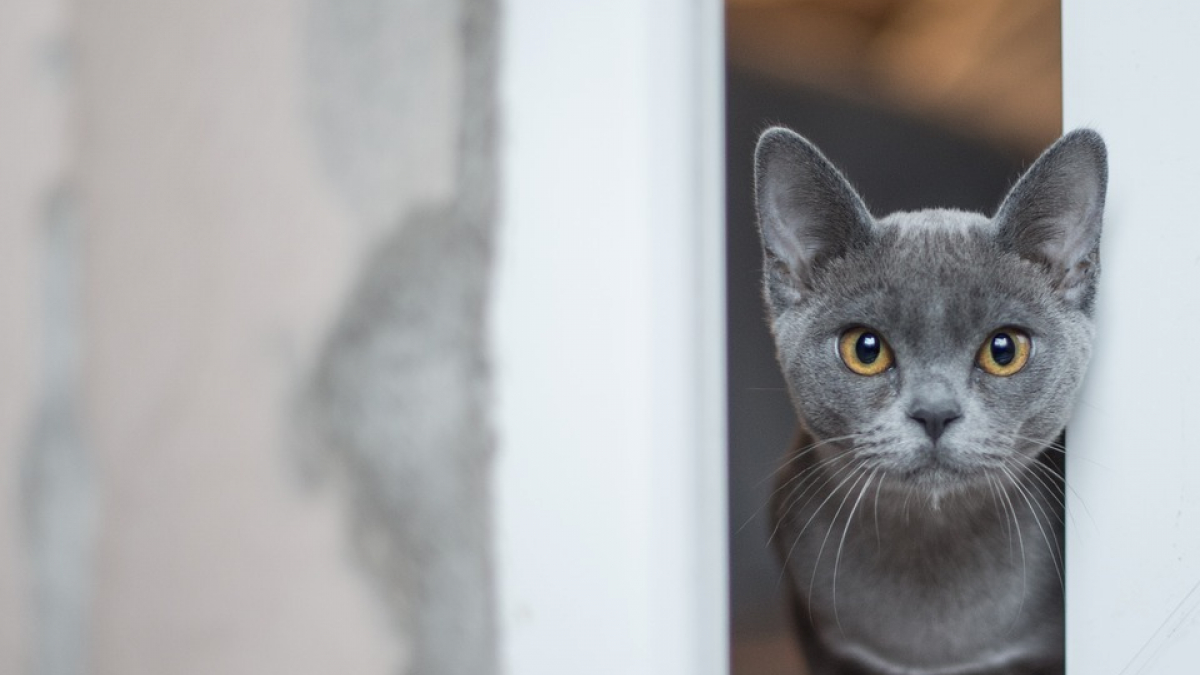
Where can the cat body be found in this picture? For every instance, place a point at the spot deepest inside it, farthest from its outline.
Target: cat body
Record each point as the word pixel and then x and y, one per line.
pixel 933 359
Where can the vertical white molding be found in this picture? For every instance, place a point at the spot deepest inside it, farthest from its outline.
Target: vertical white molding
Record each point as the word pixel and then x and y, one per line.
pixel 609 340
pixel 1133 593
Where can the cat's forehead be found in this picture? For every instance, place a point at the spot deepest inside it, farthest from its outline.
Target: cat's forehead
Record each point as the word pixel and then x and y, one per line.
pixel 937 273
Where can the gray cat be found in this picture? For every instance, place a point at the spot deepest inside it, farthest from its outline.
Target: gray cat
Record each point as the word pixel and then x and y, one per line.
pixel 933 359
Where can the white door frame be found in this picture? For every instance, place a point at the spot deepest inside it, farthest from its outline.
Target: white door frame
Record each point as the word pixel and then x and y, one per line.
pixel 609 339
pixel 1133 565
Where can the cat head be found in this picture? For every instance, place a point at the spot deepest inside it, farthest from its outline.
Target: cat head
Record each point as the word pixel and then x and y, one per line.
pixel 940 346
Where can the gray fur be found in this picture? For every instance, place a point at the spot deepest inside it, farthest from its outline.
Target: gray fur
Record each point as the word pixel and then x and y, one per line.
pixel 905 554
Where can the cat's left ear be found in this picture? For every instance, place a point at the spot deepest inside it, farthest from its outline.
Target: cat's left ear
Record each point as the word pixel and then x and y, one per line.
pixel 1054 214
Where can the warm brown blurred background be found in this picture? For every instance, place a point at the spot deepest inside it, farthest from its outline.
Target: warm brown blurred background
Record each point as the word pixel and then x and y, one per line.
pixel 989 69
pixel 922 103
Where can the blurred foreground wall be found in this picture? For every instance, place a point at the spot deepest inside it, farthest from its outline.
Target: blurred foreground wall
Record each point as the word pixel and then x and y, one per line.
pixel 243 258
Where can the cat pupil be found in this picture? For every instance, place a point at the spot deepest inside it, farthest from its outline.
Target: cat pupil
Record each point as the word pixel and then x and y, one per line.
pixel 867 348
pixel 1002 348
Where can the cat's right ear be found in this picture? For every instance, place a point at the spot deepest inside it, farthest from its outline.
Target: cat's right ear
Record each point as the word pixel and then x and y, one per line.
pixel 808 213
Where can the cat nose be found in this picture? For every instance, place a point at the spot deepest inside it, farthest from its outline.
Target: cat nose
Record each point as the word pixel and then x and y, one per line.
pixel 936 418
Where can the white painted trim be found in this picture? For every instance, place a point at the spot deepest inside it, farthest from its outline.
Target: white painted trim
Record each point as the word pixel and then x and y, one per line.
pixel 609 340
pixel 1133 574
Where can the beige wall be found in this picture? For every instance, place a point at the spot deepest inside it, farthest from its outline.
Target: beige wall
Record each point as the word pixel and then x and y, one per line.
pixel 189 195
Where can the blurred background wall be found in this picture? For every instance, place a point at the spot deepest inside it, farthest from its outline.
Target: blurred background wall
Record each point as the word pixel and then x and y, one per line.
pixel 921 103
pixel 222 386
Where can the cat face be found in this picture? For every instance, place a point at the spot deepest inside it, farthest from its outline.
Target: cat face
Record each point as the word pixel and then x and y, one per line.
pixel 939 346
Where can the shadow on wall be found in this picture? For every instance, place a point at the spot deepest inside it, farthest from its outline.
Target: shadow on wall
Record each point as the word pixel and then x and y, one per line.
pixel 897 163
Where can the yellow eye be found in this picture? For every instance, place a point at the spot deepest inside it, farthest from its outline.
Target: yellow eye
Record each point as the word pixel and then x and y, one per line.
pixel 864 351
pixel 1005 352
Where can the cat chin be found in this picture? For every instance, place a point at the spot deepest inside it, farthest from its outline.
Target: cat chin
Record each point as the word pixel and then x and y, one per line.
pixel 945 473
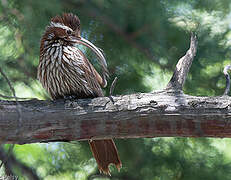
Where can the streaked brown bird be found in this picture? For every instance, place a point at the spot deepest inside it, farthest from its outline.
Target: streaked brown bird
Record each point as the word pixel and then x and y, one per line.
pixel 65 71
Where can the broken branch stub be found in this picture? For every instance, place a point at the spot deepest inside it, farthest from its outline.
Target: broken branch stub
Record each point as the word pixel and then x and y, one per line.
pixel 183 66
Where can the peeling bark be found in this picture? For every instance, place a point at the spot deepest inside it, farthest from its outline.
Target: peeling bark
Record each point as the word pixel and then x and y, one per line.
pixel 158 114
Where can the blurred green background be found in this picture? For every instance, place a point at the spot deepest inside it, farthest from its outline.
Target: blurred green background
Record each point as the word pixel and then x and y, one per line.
pixel 142 40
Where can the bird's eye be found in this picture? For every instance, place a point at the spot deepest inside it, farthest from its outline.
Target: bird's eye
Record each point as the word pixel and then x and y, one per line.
pixel 69 32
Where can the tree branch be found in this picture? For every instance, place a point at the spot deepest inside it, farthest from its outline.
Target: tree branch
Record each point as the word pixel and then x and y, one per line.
pixel 183 66
pixel 156 114
pixel 159 114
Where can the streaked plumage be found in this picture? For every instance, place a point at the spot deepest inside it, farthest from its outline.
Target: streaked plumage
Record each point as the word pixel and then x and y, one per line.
pixel 65 71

● ● ● ● ● ● ●

→ **Exercise instructions**
Could you write out all of the entries again, replacing "farthest from its outline" with "farthest from its boundary" and keeping everything else the same? Leave the pictures out.

→ **The solution**
Where can the cat body be found in this picture? For every instance, place a point at the spot deepest inside it, farthest from its boundary.
Target: cat body
Record each point as the word pixel and then x and y, one per line.
pixel 933 359
Where can the vertical white molding be found in this picture? For every instance, place a point at the spot deepest inside it, farthest from its boundary.
Target: vertical white molding
Record each point as the word pixel and then x and y, one per line.
pixel 609 340
pixel 1133 593
Where can the cat's forehead be found in this picture? For every instance, place a point at the spot deepest inside it, farthest from its boundary.
Target: cat's forehead
Record each point as the word pixel and then x and y, one per line.
pixel 937 273
Where can the gray cat be found in this picture? For every instance, place a point at the spot deepest inside it, farthest from its boundary.
Target: gray cat
Record each point as the word pixel and then x and y, one per line.
pixel 933 359
Where can the white door frame be found in this picture? For every instance, place a point at the spot deepest inside it, farthest from its boundary.
Target: white door frame
Record each point as the word pixel and then x and y, one per line.
pixel 609 339
pixel 1133 565
Where can the cat head be found in this picture? For every instance, place a point at the spot deepest inside it, farthest from its boundary.
Target: cat head
Record each point as the word pixel and then x and y, one per line.
pixel 940 346
Where can the gray fur be found in this picture? For every instance, place a point at the spot deepest inside it, farthest from its boundary.
Target: gray fur
Record each point as the word pixel and then x and y, one per line.
pixel 905 554
Where can the cat's left ear be found in this picture? For every instance, place a point at the spot deepest inside it, farthest from its boundary.
Target: cat's left ear
Record each point as the word pixel and then x and y, one per line.
pixel 1054 214
Where can the warm brown blurred background be found in this picture? For every instance, place a point at the spot deepest inside it, farthest from its boundary.
Target: warm brown blurred background
Record each point as the word pixel and then x and y, one per line.
pixel 989 69
pixel 922 103
Where can the blurred foreground wall be found in this picture? For every instance, place a point at the spot deepest inside it, farthest from its boundary.
Target: blurred foreground wall
Record each point as the word pixel and then x and y, one per line.
pixel 243 258
Where can the cat pupil be found in this picture? For every instance, place a point at the spot deepest inside it, farthest from its boundary.
Target: cat pupil
Record each point as the word pixel and then x and y, one per line.
pixel 867 348
pixel 1002 348
Where can the cat's right ear be found in this picture? For every instance, place a point at the spot deepest inside it, farthest from its boundary.
Target: cat's right ear
Record each point as the word pixel and then x and y, one per line.
pixel 808 213
Where can the cat nose be found in this picture? For every instance, place a point at the spot deepest inside it, farthest from its boundary.
Target: cat nose
Record each point as the word pixel and then x and y, one per line.
pixel 936 418
Where can the white painted trim be found in this picture? For every instance, place a point at the spot deepest inside it, farthest from its boundary.
Target: white painted trim
Record each point as the word pixel and then x and y, one per line.
pixel 609 340
pixel 1133 574
Where can the beige wall be found in this picture? For every instance, place a point at the spot deepest inside it, farthest from its boundary.
Target: beige wall
Record each point as the word pixel and then x and y, one per line.
pixel 189 195
Where can the blurred background wall be found in this picture? For every instance, place a point at the spot deepest inside it, farthest from its boundary.
Target: blurred background wall
Record each point as the word pixel and then x and y, one per line.
pixel 921 103
pixel 222 386
Where can the cat face be found in this picture? For every instance, place a point at the spot deepest inside it, farthest from its boundary.
Target: cat face
Record each point as the word pixel and then x and y, one per line.
pixel 939 346
Where can the shadow on wall be found in this picture? For every instance, place a point at the spot deepest inside it, farthest from its boundary.
Target: shadow on wall
Record each point as the word pixel and then x and y, one per line.
pixel 897 163
Where can the yellow eye be found in this picture? For every instance, place a point at the spot deepest inside it, farthest from its boundary.
Target: yellow eye
Record each point as the word pixel and then x and y, one per line.
pixel 864 351
pixel 1005 352
Where can the cat chin be found in this picture? For every instance, place a point at the spot deepest inside it, farthest from its boundary.
Target: cat chin
Record each point as the word pixel and then x and y, one per line.
pixel 945 473
Where can the streaked brown bird be found in this picture? For every instance, place a point at the spot deepest inside it, farthest from its boundary.
Target: streaked brown bird
Record each point as the word pixel and then x and y, one per line.
pixel 65 71
Where can the broken branch stub be found in this picture? For every instance, place a point at the spot deepest inside it, farthest from its boundary.
Target: broken branch stub
Record each point as the word pixel and then x and y, one per line.
pixel 183 66
Where can the peeling bark be found in this picture? For every instance, place a point at the spot deepest inside it, farthest from its boundary.
Target: peeling bark
Record each point as the word pixel and then x and y, one per line.
pixel 158 114
Where can the blurred green background be found in this picture? For every instance, place a point at the spot deepest inside it, farthest from its boundary.
Target: blurred green background
Record each point as the word pixel and then x and y, one per line.
pixel 142 40
Where can the bird's eye be found in this picture? For every instance, place a point at the spot deepest inside it, farthest from its boundary.
Target: bird's eye
Record each point as the word pixel and then x and y, one per line.
pixel 69 32
Where can the tree branch be found in this picture? For every instance, place a point at the spot deepest inside it, farthest from its boundary.
Target: tree branch
Record each point as the word pixel and then x and y, one per line.
pixel 183 66
pixel 156 114
pixel 159 114
Where can the streaked plumage be found in this picture? For every instance, place a point at the spot deepest inside it, farthest from its boundary.
Target: streaked plumage
Record each point as the word pixel and then x and y, one per line.
pixel 65 71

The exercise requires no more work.